● **Goal**: Reproduce all of the data below word for word, leaving the pictures out of your answer.

● **Stored rows**:
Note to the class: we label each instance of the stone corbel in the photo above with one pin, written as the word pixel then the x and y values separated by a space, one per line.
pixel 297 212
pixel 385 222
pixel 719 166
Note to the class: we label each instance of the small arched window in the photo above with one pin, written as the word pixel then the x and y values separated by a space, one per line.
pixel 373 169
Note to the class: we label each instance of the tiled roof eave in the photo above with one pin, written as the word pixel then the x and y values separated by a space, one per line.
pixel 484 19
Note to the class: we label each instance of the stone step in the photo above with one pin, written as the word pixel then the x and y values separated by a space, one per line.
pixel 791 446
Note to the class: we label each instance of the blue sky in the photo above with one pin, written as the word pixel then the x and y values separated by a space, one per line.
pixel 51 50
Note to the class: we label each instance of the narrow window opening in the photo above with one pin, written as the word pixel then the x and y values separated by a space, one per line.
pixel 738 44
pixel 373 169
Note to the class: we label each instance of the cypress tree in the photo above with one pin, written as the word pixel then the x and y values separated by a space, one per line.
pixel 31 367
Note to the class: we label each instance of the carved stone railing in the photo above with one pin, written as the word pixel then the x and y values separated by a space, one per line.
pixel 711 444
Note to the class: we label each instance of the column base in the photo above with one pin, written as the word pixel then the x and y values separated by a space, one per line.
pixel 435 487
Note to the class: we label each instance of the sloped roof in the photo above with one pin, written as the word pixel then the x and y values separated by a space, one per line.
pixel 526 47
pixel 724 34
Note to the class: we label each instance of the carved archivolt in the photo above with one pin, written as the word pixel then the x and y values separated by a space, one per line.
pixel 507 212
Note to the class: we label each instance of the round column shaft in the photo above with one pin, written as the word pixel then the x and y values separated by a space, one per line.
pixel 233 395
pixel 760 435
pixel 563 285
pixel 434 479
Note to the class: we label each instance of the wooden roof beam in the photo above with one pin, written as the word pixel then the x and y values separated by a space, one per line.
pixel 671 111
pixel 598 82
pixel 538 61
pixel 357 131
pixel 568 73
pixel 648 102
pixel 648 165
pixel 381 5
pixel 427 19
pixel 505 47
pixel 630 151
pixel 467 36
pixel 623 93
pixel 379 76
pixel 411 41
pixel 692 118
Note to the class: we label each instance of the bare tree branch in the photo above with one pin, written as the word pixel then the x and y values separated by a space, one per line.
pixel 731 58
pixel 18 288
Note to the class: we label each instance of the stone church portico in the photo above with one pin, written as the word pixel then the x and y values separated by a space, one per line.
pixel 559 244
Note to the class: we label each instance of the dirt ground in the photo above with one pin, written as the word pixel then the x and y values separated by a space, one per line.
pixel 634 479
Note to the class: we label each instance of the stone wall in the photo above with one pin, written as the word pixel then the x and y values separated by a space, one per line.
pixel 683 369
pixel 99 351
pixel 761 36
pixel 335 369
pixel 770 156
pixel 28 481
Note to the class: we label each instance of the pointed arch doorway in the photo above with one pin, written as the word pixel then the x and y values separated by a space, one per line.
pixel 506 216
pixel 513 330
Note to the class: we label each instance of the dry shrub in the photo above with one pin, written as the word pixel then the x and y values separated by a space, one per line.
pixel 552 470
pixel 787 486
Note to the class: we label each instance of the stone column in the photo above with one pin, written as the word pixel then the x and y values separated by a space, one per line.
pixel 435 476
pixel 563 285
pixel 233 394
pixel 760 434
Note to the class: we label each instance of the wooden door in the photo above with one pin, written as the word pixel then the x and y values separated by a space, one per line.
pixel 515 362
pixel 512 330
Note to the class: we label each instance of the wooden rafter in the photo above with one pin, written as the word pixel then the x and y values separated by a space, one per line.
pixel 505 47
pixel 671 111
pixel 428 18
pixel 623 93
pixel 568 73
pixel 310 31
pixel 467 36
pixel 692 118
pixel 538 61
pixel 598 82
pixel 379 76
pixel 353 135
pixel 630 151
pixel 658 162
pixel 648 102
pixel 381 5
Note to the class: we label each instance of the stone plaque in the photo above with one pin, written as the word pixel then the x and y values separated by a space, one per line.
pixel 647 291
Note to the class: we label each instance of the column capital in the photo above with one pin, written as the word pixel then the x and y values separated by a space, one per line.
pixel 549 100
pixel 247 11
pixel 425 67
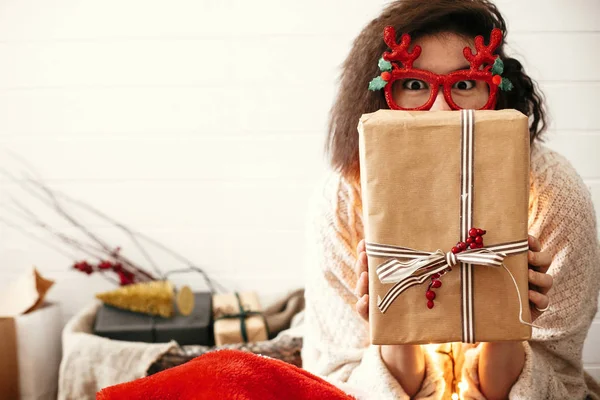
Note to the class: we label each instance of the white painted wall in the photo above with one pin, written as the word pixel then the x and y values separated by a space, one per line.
pixel 201 123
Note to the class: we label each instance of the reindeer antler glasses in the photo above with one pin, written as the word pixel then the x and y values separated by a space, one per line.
pixel 408 88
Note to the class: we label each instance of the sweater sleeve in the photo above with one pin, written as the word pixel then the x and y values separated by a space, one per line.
pixel 562 216
pixel 336 339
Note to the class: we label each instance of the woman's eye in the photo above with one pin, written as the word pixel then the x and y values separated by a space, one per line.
pixel 414 84
pixel 464 85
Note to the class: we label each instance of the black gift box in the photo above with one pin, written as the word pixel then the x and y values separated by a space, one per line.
pixel 197 328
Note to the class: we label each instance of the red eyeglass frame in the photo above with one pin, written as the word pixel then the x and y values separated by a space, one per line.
pixel 436 81
pixel 480 61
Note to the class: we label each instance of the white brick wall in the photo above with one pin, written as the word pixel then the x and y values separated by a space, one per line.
pixel 171 117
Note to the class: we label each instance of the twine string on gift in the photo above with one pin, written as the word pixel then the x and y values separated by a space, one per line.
pixel 244 312
pixel 422 264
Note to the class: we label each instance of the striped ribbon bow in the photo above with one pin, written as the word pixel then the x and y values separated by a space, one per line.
pixel 421 265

● **The result**:
Note to the class: we label each instance of the stone corbel in the photo above with one pin, written as the word pixel then the x and y values separated by a space, one per line.
pixel 297 212
pixel 385 222
pixel 719 166
Note to the class: we label each instance of the small arched window in the photo above with one pin, written as the word pixel then the x and y values separated by a space, one per line.
pixel 373 169
Note to the class: we label each instance of the tiled roof eave in the photo above with one pin, written as the word pixel then the x and y values separated by a space, one per line.
pixel 484 19
Note to the class: we label each instance of the stone step in the photo above with one pin, written as the word pixel then the x and y values separated by a space, one per line.
pixel 791 446
Note to the class: we label each instance of the blue sky in the photo above with one pin, written as the word pixel then the x and y values separated by a space, one per line.
pixel 51 50
Note to the class: we label each instance of the narrow window opening in the photo above with one pin, written as the word pixel then the x and y values separated by a space, one per line.
pixel 738 44
pixel 373 169
Note to the class: we label each instance of the cypress tree in the photo above with one pin, written as the word pixel then the x and y values separated by a space, one per line.
pixel 31 367
Note to the class: we label each instance of the carved stone railing in the photo above with one pin, written as the word pixel then the x and y values separated by a space, one per line.
pixel 711 444
Note to the class: we label each instance of the column base in the photo above with one pin, written as the word pixel then the x and y values separated by a space, one per line.
pixel 435 487
Note to the class: we label each instance of the sloped roof in the photo above with one pin, written as the word pixel then the x and y values separated by a space, one per line.
pixel 526 47
pixel 724 34
Note to the class: we label each instance of the carved archivolt in the photo above with one pin, written as the word pixel then the x and y values separated by a space, one per line.
pixel 507 212
Note to the class: we label each instance of the round column shaft in the photo above with one pin, written as the word pixel then the x and y values separated by a space, one per line.
pixel 233 395
pixel 760 435
pixel 563 285
pixel 434 479
Note to the class: we label each instance of the wooden roof beam in the photo above with one pin, written as the word pixel then the x and y values separated by a space, one per line.
pixel 671 111
pixel 598 82
pixel 538 61
pixel 357 131
pixel 568 73
pixel 648 102
pixel 648 165
pixel 381 5
pixel 427 19
pixel 505 47
pixel 630 151
pixel 467 36
pixel 623 93
pixel 379 76
pixel 411 41
pixel 692 118
Note to the class: we label each instance of the bare tree branch in the photo above with one pin, written as the word pixel then the x and y values separated by a space, one per line.
pixel 731 58
pixel 18 288
Note to the class: we label each instance of the stone church portico in the photo above with one pin, written as the word pixel then the x and y values separated by a space, one per line.
pixel 559 244
Note to the class: we label each instance of the dirt ground in the photo above with one pin, written as the word pixel then the x and y values separated by a space, one per line.
pixel 634 479
Note to the class: we label each instance of the stone wall in the photo above with one pin, written as the word pixel then the x and y values separated by a space, one per line.
pixel 683 369
pixel 99 351
pixel 761 36
pixel 335 369
pixel 770 156
pixel 28 481
Note to the class: we label each instance of the pointed arch doorway in the photo above with one pin, written as the word pixel then the x and y values separated by a space, one per line.
pixel 506 216
pixel 513 330
Note to the class: we label each instance of the dry shrub in the photo above with one pin, written as the word pixel then the x and y values separated by a space, one per line.
pixel 552 470
pixel 787 486
Note to the class: we label each instance of the stone column in the photo above with one pin, written as the word pixel then the x and y values separated by a space, one per line.
pixel 435 476
pixel 563 285
pixel 233 394
pixel 760 434
Note to the class: we label each instance of the wooden door in the photo above with one pin, written as the word pixel then the x and y values separated by a space, one per line.
pixel 515 362
pixel 512 330
Note to the class: we label each instance of the wooden rafter in the photo above with one pin, written as the word pixel then the x and y values separated by a space, one per line.
pixel 505 47
pixel 671 111
pixel 428 18
pixel 623 93
pixel 568 73
pixel 310 31
pixel 467 36
pixel 692 118
pixel 538 61
pixel 598 82
pixel 379 76
pixel 353 135
pixel 630 151
pixel 658 162
pixel 648 102
pixel 381 5
Note to the class: we label each instance of the stone plaque in the photo above with one pin, written as the word pixel then the x and y values separated by a space, one per line.
pixel 647 291
Note to the class: we label each instance of the column capital in the photo above with one pin, written as the word pixel then the x and y values separated by a space, one per line.
pixel 549 100
pixel 247 11
pixel 425 67
Note to the class: we label each instance of the white painted wall in the photo above with one pin, written as the word pixel then the x and y values separated by a space, one per line.
pixel 201 123
Note to the class: we label each instance of the reindeer antler glasses in the photo above with one pin, written as the word pixel then the x and y values separated by a space, one per line.
pixel 408 88
Note to the class: we label each instance of the sweater sleeve in the photo above with one pin, written as the word pixel then the x and y values separated by a space, one per line.
pixel 562 216
pixel 336 339
Note to the class: we label each instance of the woman's eye in the photo above with one pin, written as the word pixel then the x and y values separated by a space, one per line.
pixel 414 84
pixel 464 85
Note to the class: we label each instance of the black gift box in the photo above with one pin, written as the word pixel then the x and y values separated by a space, one per line.
pixel 197 328
Note to the class: we label each instance of the red eyeglass frame in the photo above with one pin, written as the word pixel then the x and y values separated by a space, one per line.
pixel 436 81
pixel 480 61
Note to the class: we label each instance of the white brick wall in the photo above with one pin, written as the word pixel then the x and y values separated by a space, one per line.
pixel 171 117
Note to the class: we label each instance of the twine string on gift in the photo above with one pin, written as the word pixel then the x and y values separated by a space, one per line.
pixel 244 312
pixel 422 264
Note to the class: we label each instance of the striped ribbon bow in the photo above with one pin, written as the word pixel then the x and y values separated by a space, one per line.
pixel 421 265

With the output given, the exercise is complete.